The stock is up 44% in 2026, so the easy money has arguably been made, but more upside should be on the way for patient investors.
CNRL is a giant in the Canadian energy sector. The company owns vast reserves and operates oil sands, conventional heavy and light oil, offshore oil, natural gas liquids, and natural gas production. CNRL is the sole, or majority, owner on most of its assets. This gives management the flexibility to quickly shift capital around the portfolio to take advantage of positive moves in energy prices.
A diversified product mix is a big reason the company has been able to deliver annual dividend growth for investors in each of the past 26 years.
CNRL’s size and strong balance sheet give it the financial firepower to make large strategic acquisitions when energy prices are weak. Only a few companies have the capacity to do these types of deals, especially in the Canadian energy patch, so CNRL has a competitive advantage. When prices rebound, CNRL benefits from the jump in revenue and can invest capital to tap the new reserves.
Opportunity
The surge in the share price this year is due to the jump in oil prices caused by the closure of the Strait of Hormuz. At some point, the U.S. and Iran will iron out a deal and shipments will move again, but it will take time for producers to ramp up supply again, as damaged facilities need to be repaired and restarting idled sites can be a lengthy process.
As such, oil prices are expected to remain elevated, even if they decline from current levels.
Longer term, the demand for Canadian oil and natural gas is expected to rise considerably as global buyers search for safe supplies. Canada plans to boost export capacity in the next few years to meet this rising demand. CNRL has extensive reserves, so it can ramp up production if the new pipeline capacity materializes.

* DATA SUPPLIED
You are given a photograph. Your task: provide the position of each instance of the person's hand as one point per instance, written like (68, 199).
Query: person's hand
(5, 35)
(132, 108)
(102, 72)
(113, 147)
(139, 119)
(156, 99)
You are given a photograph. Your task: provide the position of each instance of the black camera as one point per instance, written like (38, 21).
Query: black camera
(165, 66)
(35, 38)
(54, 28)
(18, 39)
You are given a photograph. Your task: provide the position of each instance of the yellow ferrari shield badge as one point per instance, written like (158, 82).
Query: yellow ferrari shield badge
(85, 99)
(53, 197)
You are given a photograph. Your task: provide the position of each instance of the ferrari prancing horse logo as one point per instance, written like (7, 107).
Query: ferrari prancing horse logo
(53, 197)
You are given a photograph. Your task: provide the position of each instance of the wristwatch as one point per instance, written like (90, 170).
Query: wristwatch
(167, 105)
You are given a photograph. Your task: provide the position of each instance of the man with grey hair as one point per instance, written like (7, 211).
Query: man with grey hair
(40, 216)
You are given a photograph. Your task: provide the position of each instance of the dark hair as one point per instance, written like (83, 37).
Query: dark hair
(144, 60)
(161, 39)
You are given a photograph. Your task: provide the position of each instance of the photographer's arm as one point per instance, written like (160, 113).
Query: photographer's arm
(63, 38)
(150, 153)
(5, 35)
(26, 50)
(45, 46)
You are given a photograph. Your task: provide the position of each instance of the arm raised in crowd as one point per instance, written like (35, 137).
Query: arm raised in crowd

* DIRECTIONS FOR THIS TASK
Transcribe the CNRL text word for word, beginning at the words "The stock is" and stopping after "past 26 years.". The entries are unrelated to the CNRL text and stand on their own.

* EXERCISE ANSWER
The stock is up 44% in 2026, so the easy money has arguably been made, but more upside should be on the way for patient investors.
CNRL is a giant in the Canadian energy sector. The company owns vast reserves and operates oil sands, conventional heavy and light oil, offshore oil, natural gas liquids, and natural gas production. CNRL is the sole, or majority, owner on most of its assets. This gives management the flexibility to quickly shift capital around the portfolio to take advantage of positive moves in energy prices.
A diversified product mix is a big reason the company has been able to deliver annual dividend growth for investors in each of the past 26 years.